-- WHAT TO WORK ON --
**1.** Set down the passage on asbestos exposure below, word for word, beginning at the words "February 15, 2017" and stopping after "on the bases.".
**2.** Resume the article on asbestos exposure below, picking up after its final sentence.

**** TEXT UNDER STUDY ****

February 15, 2017

Pathways of Asbestos Exposure

Asbestos is a mineral that occurs naturally in the environment. It is composed of thin threads that are highly resistant to heat, fire and chemicals, and it is also non-conductive. These properties made asbestos a popular choice in building materials not just in the 20th century, but throughout history – even as far back as Roman times. However, it was with the industrial revolution that the use and manufacture of asbestos products became widespread.

Asbestos military

One area where asbestos saw a lot of use was in the military.

Military Use of Asbestos

All branches of the military have used asbestos in one form or another, it was most prevalent in the Navy, where it was widely used in many aspects of ship construction and repair. It was also used extensively in airplanes, as well as in the barracks, mess halls, and other buildings on the bases.

The military stopped using asbestos in the 70s, but there are still buildings, ships and planes that could contain it. The military is aware of the asbestos exposure in the Navy, and other branches of the armed forces. The military is also aware that veterans from recent wars in the Middle East could also be at greater risk for exposure because asbestos is prevalent in that region and could have been released into the air from damaged buildings.

The Effects of Asbestos Exposure

The effects of the asbestos depends on the level  and duration of exposure. Generally, a short, one-time event is not likely to have lasting health effects. However, prolonged exposure, over a period of months  or years, can be very damaging and can cause serious health conditions including:

  • Asbestosis – scarring on the lungs;
  • Lung cancer; and,
  • Mesothelioma – a cancer that affects the membranes surrounding the lungs and other organs.

Asbestos exposure can also cause a condition called pelural plaque; where the membranes surrounding the lungs and organs to thicken and harden, and impair organ function.

Many of the health conditions caused by asbestos exposure can take years to develop, and many people don’t start exhibiting symptoms until long after they have left the area of exposure.

What to do if You are Exposed

Short-Term Exposure

As previously stated, a short one-time exposure should not pose significant health risks; however, you should still notify your physician so that he can log the date and circumstance surrounding your exposure.

If you believed that you were exposed in the workplace, you should alert your employer immediately.

  • If you work in a place that manufacturers asbestos materials, there should be protocols in place to prevent exposure and your employer should review those protocols to ensure that they are effective.

**** INFORMATION SUPPLIED ****

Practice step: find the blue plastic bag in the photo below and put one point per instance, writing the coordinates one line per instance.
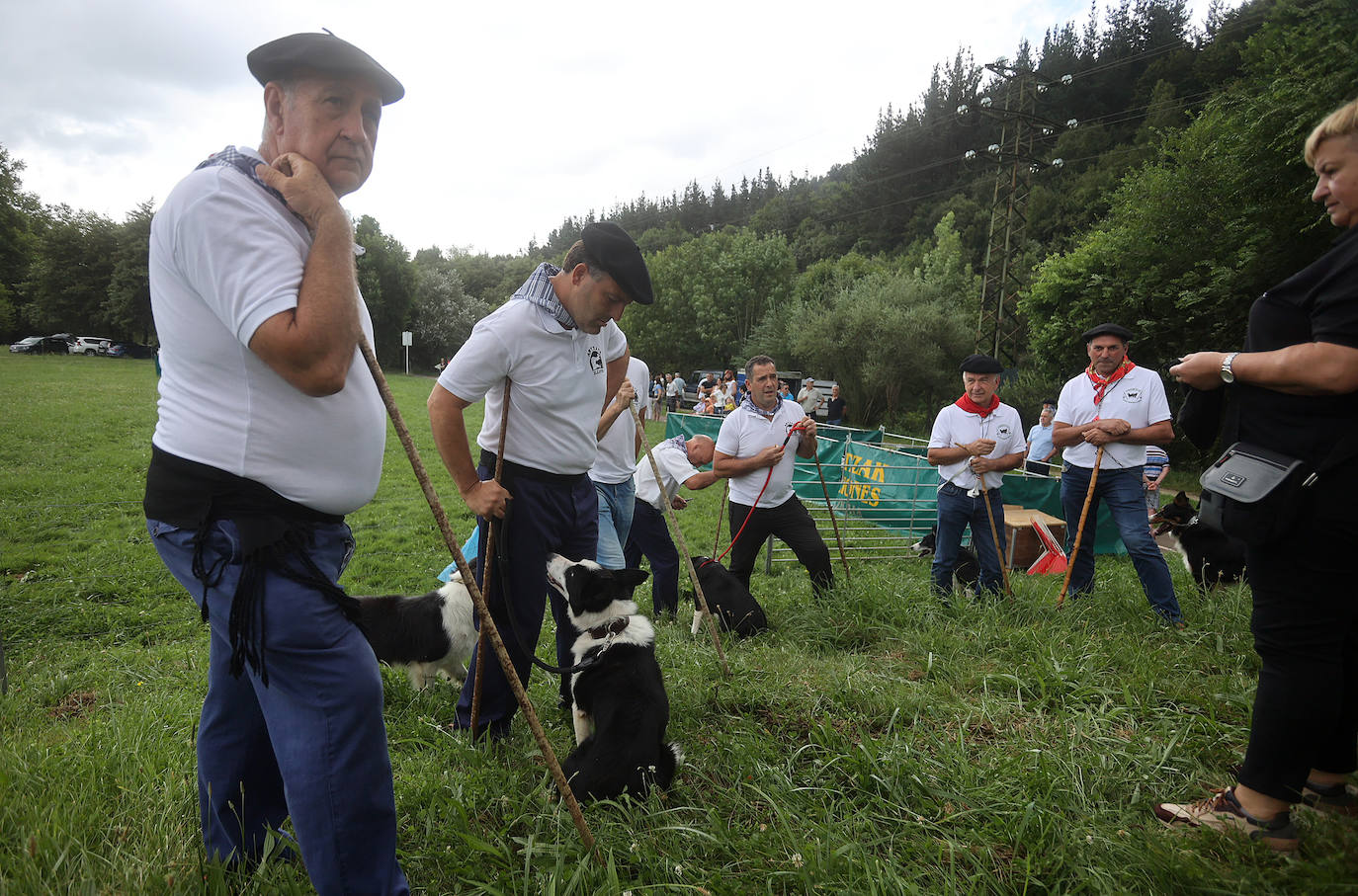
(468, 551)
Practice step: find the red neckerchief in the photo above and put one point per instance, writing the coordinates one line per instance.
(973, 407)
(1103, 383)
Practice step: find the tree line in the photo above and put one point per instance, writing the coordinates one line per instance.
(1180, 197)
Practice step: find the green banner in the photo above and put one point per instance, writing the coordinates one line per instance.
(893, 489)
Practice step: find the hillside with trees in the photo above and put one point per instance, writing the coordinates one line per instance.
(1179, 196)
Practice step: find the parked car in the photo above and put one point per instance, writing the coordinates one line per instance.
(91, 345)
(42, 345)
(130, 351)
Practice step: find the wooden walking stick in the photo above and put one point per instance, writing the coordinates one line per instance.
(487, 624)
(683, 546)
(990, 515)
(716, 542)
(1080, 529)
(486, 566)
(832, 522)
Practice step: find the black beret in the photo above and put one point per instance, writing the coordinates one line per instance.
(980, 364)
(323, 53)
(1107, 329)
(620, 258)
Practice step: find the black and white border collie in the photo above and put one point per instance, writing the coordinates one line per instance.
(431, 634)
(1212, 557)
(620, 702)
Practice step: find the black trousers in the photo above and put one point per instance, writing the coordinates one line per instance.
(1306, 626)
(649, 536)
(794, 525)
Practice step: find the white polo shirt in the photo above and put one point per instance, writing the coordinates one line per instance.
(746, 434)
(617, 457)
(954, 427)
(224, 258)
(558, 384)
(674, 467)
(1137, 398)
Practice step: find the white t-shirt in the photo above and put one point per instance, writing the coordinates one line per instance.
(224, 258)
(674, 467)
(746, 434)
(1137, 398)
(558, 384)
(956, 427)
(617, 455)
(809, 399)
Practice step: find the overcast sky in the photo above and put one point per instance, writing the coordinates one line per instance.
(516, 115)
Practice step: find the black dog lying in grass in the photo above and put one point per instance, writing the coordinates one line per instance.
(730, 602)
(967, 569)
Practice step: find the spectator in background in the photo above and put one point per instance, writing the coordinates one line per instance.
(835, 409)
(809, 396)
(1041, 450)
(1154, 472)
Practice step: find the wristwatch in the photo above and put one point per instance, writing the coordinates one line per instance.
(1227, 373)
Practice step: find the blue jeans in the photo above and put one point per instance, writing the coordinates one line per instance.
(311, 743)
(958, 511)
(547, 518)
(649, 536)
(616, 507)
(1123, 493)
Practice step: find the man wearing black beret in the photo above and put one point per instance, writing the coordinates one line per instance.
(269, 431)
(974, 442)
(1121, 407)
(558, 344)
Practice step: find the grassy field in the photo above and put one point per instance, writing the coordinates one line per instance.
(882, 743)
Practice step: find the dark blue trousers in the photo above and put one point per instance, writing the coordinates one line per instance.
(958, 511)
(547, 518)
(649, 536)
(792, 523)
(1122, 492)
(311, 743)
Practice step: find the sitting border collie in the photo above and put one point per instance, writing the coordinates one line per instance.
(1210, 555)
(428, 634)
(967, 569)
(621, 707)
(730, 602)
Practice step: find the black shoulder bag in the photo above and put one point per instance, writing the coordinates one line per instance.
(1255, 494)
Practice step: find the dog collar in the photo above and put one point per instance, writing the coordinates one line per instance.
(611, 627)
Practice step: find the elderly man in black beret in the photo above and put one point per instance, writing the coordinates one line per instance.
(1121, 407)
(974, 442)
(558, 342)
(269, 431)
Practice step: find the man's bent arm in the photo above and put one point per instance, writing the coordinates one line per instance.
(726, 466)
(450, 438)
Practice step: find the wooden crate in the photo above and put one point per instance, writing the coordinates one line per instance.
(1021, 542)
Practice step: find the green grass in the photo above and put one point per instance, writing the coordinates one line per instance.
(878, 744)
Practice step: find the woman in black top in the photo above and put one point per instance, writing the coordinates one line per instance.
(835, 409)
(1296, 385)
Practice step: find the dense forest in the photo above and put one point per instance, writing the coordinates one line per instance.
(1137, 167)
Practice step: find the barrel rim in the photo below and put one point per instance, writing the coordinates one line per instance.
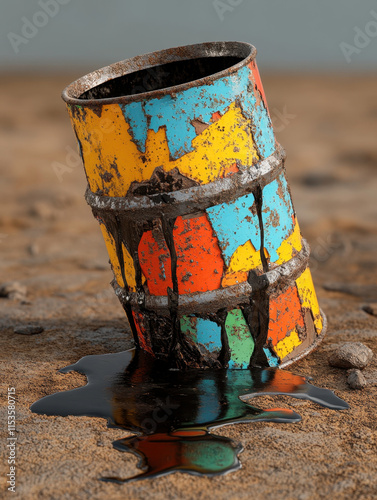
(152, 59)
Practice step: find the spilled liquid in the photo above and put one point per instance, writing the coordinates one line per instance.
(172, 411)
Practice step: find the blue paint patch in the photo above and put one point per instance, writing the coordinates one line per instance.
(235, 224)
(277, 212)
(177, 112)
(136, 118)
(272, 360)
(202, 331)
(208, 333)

****
**** INFORMATION SUPPLIED ****

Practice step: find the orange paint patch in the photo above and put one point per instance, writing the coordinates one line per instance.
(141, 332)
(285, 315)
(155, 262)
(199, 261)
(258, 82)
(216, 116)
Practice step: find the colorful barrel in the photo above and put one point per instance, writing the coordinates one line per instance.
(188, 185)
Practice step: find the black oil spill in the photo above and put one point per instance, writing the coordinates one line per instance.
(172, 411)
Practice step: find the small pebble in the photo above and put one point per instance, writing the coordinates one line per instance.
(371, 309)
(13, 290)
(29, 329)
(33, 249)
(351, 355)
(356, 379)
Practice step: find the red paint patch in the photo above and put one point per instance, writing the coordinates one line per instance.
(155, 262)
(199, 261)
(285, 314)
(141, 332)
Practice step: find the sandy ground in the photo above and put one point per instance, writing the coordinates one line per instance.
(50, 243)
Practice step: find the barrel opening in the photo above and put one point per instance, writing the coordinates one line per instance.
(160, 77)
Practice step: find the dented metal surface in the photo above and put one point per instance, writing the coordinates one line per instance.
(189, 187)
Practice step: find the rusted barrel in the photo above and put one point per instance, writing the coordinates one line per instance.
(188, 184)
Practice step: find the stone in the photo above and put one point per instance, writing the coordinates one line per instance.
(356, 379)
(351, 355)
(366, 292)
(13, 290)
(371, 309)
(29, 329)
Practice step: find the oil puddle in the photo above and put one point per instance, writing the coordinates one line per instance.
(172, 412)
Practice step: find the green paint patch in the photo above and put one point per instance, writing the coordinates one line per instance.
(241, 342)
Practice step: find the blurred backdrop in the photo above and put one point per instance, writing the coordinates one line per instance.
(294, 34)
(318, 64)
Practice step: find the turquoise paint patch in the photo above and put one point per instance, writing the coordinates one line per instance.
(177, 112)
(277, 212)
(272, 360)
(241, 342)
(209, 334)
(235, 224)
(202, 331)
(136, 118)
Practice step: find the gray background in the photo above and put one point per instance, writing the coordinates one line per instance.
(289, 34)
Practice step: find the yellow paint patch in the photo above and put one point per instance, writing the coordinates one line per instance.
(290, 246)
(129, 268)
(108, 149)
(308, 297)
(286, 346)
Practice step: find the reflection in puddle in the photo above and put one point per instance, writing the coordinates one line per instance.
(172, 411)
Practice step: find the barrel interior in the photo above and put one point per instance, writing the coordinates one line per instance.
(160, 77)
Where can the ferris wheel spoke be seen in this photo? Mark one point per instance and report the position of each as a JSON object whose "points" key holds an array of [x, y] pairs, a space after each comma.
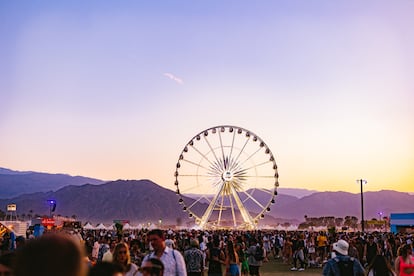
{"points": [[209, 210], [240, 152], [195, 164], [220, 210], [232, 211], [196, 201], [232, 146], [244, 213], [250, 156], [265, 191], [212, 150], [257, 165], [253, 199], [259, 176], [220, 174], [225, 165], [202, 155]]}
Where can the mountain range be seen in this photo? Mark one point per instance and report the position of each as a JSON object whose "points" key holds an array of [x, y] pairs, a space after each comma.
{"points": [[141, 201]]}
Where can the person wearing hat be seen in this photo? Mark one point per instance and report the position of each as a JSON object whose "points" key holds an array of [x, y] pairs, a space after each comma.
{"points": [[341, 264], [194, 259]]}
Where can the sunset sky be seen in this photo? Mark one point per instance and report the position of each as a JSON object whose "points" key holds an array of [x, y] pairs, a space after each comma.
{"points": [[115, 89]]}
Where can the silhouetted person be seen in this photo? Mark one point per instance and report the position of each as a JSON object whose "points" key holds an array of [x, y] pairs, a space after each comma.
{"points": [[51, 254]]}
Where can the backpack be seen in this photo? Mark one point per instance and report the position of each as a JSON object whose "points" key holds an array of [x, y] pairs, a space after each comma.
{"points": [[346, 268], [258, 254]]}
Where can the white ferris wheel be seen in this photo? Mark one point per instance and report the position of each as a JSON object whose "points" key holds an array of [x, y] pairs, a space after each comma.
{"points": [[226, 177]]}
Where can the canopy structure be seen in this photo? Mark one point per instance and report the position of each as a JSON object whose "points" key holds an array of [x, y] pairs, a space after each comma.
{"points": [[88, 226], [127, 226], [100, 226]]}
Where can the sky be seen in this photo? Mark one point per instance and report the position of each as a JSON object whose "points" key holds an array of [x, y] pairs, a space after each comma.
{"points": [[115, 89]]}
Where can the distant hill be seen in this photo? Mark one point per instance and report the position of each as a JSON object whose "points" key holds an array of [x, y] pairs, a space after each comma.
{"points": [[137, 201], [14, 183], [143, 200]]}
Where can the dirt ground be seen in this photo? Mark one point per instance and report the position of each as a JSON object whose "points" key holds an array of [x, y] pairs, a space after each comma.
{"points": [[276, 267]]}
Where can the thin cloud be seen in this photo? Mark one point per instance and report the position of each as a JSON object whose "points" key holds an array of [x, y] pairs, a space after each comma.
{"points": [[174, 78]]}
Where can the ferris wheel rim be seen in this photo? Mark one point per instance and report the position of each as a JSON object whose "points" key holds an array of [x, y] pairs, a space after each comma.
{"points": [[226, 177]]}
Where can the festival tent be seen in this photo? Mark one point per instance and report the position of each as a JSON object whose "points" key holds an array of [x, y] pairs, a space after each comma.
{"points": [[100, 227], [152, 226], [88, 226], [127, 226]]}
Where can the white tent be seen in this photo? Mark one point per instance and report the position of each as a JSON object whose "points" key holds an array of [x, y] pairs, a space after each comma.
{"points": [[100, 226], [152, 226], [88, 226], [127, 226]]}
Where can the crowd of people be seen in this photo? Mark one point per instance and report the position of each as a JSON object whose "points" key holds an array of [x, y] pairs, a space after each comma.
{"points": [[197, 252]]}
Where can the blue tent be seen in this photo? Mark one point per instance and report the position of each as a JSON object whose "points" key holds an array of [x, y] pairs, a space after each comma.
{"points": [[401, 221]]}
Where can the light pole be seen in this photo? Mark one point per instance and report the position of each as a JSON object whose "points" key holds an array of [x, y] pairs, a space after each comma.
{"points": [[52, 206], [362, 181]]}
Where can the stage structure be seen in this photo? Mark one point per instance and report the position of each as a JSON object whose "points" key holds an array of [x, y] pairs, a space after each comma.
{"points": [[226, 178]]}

****

-- RESPONSES --
**1.**
February 15, 2017

Pathways of Asbestos Exposure

Asbestos is a mineral that occurs naturally in the environment. It is composed of thin threads that are highly resistant to heat, fire and chemicals, and it is also non-conductive. These properties made asbestos a popular choice in building materials not just in the 20th century, but throughout history – even as far back as Roman times. However, it was with the industrial revolution that the use and manufacture of asbestos products became widespread.

Asbestos military

One area where asbestos saw a lot of use was in the military.

Military Use of Asbestos

All branches of the military have used asbestos in one form or another, it was most prevalent in the Navy, where it was widely used in many aspects of ship construction and repair. It was also used extensively in airplanes, as well as in the barracks, mess halls, and other buildings on the bases.

**2.**
  • If you work in an old office building, and your company is remodeling, your employer should have already had the area tested for asbestos, and have protocols in place that prevent dust from getting into occupied areas.
  • If you work in an old office building that is in a state of disrepair, and you encounter a broken piece of flooring, ceiling, or wallboard, your employer should contact professionals to test the broken materials for asbestos.

If you believe that you were exposed at home, such as from handling old construction or insulation materials, contact your local department of health. You should also consider vacating the premises until the material can be tested and, if necessary, professionally removed.

Here are some images of items commonly found in homes and public buildings, which may contain asbestos.

On-Going Exposure

If you believe that you were continually exposed to asbestos at your home or at your place of work, you should first consult with your doctor. If you don’t have any symptoms of asbestos-related illnesses, your doctor might be able to perform diagnostic scans, such as X-rays, to detect any signs of disease in your lungs and surrounding tissues.

Asbestos fibers will not show up on most screening tests, so if you have no symptoms and the test does not show any presence of disease, the best your doctor can do is monitor your condition and test you regularly to see if your condition changes.

If you are experiencing symptoms, and a diagnostic scan confirms the presence of an asbestos-related disease, you need to begin treatment as quickly as possible. Many of these diseases could be present for years before they produce severe enough symptoms for someone to seek medical attention. This is why it’s important to get treatment as soon as possible after diagnosis.

You should also consult with an attorney to determine if you are eligible for any compensation, especially if you believe that you were exposed on the job. There are currently several class action suits and mass tort suits against the asbestos industry, seeking compensation for the damage asbestos has caused to the victims of exposure and their families.


  1. Very scary isn’t it heard of asbestos is dangerous and can kill. Some countries still producing and using it like China, Brazil and Russia. Asbestos still exist in our environment , same as danger was near us.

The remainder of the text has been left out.